- [Items listed in a dataset]

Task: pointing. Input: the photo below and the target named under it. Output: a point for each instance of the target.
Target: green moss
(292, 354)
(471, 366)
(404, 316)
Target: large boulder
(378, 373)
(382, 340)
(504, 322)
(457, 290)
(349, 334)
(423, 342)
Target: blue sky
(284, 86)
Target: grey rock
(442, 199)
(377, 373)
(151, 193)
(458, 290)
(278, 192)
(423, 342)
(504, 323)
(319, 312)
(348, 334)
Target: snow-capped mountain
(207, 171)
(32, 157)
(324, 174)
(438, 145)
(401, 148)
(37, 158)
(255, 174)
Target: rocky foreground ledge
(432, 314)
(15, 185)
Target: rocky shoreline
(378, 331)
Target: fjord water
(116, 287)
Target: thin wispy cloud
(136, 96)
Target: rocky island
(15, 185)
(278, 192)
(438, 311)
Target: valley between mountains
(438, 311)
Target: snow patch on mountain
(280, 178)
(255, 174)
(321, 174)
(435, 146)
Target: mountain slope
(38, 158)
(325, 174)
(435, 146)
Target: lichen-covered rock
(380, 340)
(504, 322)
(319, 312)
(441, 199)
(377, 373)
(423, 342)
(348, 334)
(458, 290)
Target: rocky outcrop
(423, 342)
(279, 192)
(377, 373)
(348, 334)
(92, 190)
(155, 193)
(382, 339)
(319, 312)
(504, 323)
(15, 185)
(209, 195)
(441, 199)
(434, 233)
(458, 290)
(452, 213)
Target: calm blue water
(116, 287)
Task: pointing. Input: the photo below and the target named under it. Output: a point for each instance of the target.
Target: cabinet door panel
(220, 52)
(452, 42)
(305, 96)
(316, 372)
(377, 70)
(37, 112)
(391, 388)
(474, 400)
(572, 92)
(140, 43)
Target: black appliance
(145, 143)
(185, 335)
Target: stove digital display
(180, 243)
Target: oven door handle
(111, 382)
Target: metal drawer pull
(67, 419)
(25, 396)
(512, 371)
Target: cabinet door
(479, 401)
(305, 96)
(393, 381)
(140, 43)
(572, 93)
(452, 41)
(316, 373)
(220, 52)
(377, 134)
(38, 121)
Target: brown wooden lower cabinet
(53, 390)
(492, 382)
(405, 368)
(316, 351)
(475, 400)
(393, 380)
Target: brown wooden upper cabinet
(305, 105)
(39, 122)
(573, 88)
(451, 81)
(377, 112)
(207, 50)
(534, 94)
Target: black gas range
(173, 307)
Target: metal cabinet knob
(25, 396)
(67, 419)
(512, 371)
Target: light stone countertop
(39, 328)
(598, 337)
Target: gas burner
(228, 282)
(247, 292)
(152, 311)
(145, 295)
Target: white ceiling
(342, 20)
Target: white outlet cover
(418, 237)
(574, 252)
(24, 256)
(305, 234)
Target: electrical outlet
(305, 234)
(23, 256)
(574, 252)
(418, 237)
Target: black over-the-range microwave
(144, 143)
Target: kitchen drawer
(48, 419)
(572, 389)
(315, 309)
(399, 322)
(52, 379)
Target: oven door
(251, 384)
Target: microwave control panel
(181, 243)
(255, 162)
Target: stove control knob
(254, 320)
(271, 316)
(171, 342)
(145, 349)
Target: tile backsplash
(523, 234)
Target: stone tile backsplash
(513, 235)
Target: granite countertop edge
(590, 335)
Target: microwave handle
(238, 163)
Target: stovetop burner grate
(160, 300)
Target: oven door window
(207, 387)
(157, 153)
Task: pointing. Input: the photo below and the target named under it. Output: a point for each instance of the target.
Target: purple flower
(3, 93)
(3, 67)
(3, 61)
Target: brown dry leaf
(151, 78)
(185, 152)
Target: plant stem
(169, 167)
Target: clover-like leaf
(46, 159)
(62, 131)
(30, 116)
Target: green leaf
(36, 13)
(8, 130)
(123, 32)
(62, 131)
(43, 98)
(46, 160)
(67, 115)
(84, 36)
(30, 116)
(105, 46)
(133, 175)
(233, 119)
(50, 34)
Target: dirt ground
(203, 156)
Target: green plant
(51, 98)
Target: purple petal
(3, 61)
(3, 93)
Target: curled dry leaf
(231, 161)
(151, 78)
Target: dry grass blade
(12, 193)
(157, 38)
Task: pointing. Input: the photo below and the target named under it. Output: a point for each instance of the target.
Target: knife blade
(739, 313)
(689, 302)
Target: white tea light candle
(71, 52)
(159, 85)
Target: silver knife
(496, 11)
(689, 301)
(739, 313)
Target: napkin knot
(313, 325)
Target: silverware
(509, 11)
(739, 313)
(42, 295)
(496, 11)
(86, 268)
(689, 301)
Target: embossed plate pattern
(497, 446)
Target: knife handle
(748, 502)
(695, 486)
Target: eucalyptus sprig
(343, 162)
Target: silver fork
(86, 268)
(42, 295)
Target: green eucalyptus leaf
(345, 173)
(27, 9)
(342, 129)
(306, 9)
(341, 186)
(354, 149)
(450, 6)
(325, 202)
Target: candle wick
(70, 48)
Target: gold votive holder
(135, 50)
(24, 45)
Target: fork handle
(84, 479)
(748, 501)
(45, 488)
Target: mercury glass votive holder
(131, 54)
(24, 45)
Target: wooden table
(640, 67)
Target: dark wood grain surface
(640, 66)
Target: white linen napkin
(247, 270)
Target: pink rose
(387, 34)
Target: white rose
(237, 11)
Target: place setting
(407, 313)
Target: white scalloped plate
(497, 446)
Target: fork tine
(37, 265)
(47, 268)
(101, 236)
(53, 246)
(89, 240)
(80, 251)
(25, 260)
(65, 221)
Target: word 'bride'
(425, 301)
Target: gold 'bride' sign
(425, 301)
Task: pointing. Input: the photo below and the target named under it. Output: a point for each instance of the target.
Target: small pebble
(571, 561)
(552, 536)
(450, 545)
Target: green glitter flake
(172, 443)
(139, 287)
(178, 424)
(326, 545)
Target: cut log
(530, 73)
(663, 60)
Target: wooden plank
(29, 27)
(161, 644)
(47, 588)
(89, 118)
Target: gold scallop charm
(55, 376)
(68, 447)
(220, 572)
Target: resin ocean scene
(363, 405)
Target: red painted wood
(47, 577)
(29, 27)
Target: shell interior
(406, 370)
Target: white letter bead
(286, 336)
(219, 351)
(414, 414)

- [TASK GOAL] All of the data must be written out again, exactly as it stands.

- [ANSWER SECTION]
Task: pointing. Input: the photo below and the target named under it. Output: a point for each instance of the target.
Target: green moss
(292, 354)
(471, 366)
(404, 316)
Target: large boulder
(378, 373)
(382, 340)
(504, 322)
(457, 290)
(349, 334)
(423, 342)
Target: blue sky
(284, 86)
Target: grey rock
(442, 199)
(377, 373)
(151, 193)
(458, 290)
(278, 192)
(423, 342)
(504, 323)
(319, 312)
(348, 334)
Target: snow-capped mountain
(207, 171)
(32, 157)
(324, 174)
(438, 145)
(401, 148)
(37, 158)
(255, 174)
Target: rocky foreground ledge
(432, 314)
(15, 185)
Target: rocky shoreline
(378, 331)
Target: fjord water
(116, 287)
Target: thin wispy cloud
(136, 96)
Target: rocky island
(15, 185)
(278, 192)
(438, 311)
Target: valley between mountains
(438, 311)
Target: snow patch on mountain
(280, 178)
(255, 174)
(321, 174)
(435, 146)
Target: mountain slope
(38, 158)
(325, 174)
(435, 146)
Target: lichen-covered rock
(380, 340)
(504, 322)
(319, 312)
(441, 199)
(377, 373)
(423, 342)
(348, 334)
(458, 290)
Target: rocky outcrop
(423, 342)
(279, 192)
(377, 373)
(348, 334)
(92, 190)
(155, 193)
(382, 339)
(319, 312)
(504, 323)
(15, 185)
(209, 195)
(441, 199)
(434, 233)
(458, 290)
(452, 213)
Target: calm blue water
(116, 287)
Task: pointing. Input: the photo below and the target named under it. Output: a point for each instance of the target.
Target: cabinet door panel
(220, 52)
(452, 42)
(305, 96)
(316, 372)
(377, 70)
(37, 112)
(391, 388)
(474, 400)
(572, 92)
(140, 43)
Target: black appliance
(145, 143)
(185, 335)
Target: stove digital display
(180, 243)
Target: oven door handle
(111, 382)
Target: metal drawer pull
(67, 419)
(25, 396)
(512, 371)
Target: cabinet door
(479, 401)
(305, 96)
(393, 381)
(140, 43)
(572, 93)
(452, 41)
(316, 373)
(220, 52)
(377, 134)
(38, 121)
Target: brown wooden lower cabinet
(53, 390)
(492, 382)
(405, 368)
(316, 351)
(475, 400)
(393, 380)
Target: brown wooden upper cabinet
(305, 105)
(39, 122)
(573, 88)
(451, 81)
(377, 112)
(207, 50)
(534, 94)
Target: black gas range
(173, 307)
Target: metal cabinet knob
(25, 396)
(67, 419)
(512, 371)
Target: light stone countertop
(39, 328)
(598, 337)
Target: gas burner
(228, 282)
(247, 292)
(152, 311)
(145, 295)
Target: white ceiling
(342, 20)
Target: white outlet cover
(418, 237)
(574, 252)
(24, 256)
(305, 234)
Target: electrical outlet
(305, 234)
(23, 256)
(574, 252)
(418, 237)
Target: black over-the-range microwave
(144, 143)
Target: kitchen drawer
(48, 419)
(572, 389)
(315, 309)
(399, 322)
(52, 379)
Target: oven door
(251, 384)
Target: microwave control panel
(181, 243)
(255, 162)
Target: stove control knob
(254, 320)
(271, 316)
(171, 342)
(145, 349)
Target: tile backsplash
(523, 234)
Target: stone tile backsplash
(513, 235)
Target: granite countertop edge
(590, 335)
Target: microwave handle
(238, 163)
Target: stovetop burner grate
(160, 300)
Target: oven door window
(207, 387)
(157, 153)
Task: pointing. Input: the photo below and the target named under it. Output: a point for each instance of the target.
Target: purple flower
(3, 93)
(3, 67)
(3, 61)
Target: brown dry leaf
(151, 78)
(185, 152)
Target: plant stem
(169, 167)
Target: clover-like leaf
(46, 159)
(62, 131)
(30, 116)
Target: green leaf
(36, 13)
(8, 130)
(123, 32)
(62, 131)
(43, 98)
(46, 160)
(67, 115)
(84, 36)
(30, 116)
(105, 46)
(133, 175)
(233, 119)
(50, 34)
Target: dirt ground
(203, 156)
Target: green plant
(51, 98)
Target: purple petal
(3, 61)
(3, 93)
Target: curled dry leaf
(231, 161)
(151, 78)
Target: dry grass blade
(12, 193)
(157, 38)
Task: pointing. Input: the photo below and the target named under it. Output: a point for each instance of the target.
Target: knife blade
(739, 313)
(689, 302)
Target: white tea light candle
(71, 52)
(159, 85)
Target: silver knife
(496, 11)
(689, 301)
(739, 313)
Target: napkin knot
(313, 325)
Target: silverware
(509, 11)
(739, 313)
(42, 295)
(496, 11)
(86, 268)
(689, 301)
Target: embossed plate pattern
(497, 446)
Target: knife handle
(748, 502)
(695, 486)
Target: eucalyptus sprig
(343, 162)
Target: silver fork
(86, 268)
(42, 295)
Target: green eucalyptus leaf
(345, 173)
(27, 9)
(342, 129)
(306, 9)
(341, 186)
(354, 149)
(450, 6)
(325, 202)
Target: candle wick
(70, 48)
Target: gold votive holder
(135, 50)
(24, 45)
Target: fork handle
(84, 479)
(748, 501)
(45, 488)
Target: mercury glass votive holder
(131, 54)
(24, 45)
Target: wooden table
(640, 67)
Target: dark wood grain surface
(640, 66)
Target: white linen napkin
(247, 270)
Target: pink rose
(387, 34)
Target: white rose
(237, 11)
Target: place setting
(407, 313)
Target: white scalloped plate
(497, 446)
Target: fork tine
(37, 265)
(47, 268)
(101, 236)
(53, 246)
(89, 240)
(80, 251)
(25, 260)
(65, 221)
Target: word 'bride'
(425, 301)
Target: gold 'bride' sign
(425, 301)
Task: pointing. Input: the photo below and the target named under it. Output: a point for each instance of the target.
Target: small pebble
(571, 561)
(552, 536)
(450, 545)
Target: green glitter flake
(172, 443)
(139, 287)
(178, 424)
(326, 545)
Target: cut log
(530, 73)
(663, 60)
Target: wooden plank
(29, 27)
(161, 644)
(47, 588)
(89, 118)
Target: gold scallop charm
(55, 376)
(68, 447)
(220, 572)
Target: resin ocean scene
(363, 405)
Target: red painted wood
(47, 577)
(29, 27)
Target: shell interior
(406, 370)
Target: white letter bead
(286, 336)
(219, 351)
(414, 414)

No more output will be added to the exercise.